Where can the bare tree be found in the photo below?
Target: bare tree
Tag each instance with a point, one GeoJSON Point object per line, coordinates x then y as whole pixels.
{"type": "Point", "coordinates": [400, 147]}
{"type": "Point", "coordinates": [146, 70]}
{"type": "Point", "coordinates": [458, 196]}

□ □ □ □ □

#### [What is expected]
Rewrite every row above as a JSON list of strings, with one string per line and no blank lines.

#### [Output for this exercise]
[
  "Where can the bare tree be found in the photo below?",
  "Target: bare tree",
  "Tag each instance with a point, one GeoJSON Point object per line, coordinates x then y as whole pixels.",
  "{\"type\": \"Point\", \"coordinates\": [400, 147]}",
  "{\"type\": \"Point\", \"coordinates\": [146, 70]}",
  "{\"type\": \"Point\", \"coordinates\": [458, 196]}"
]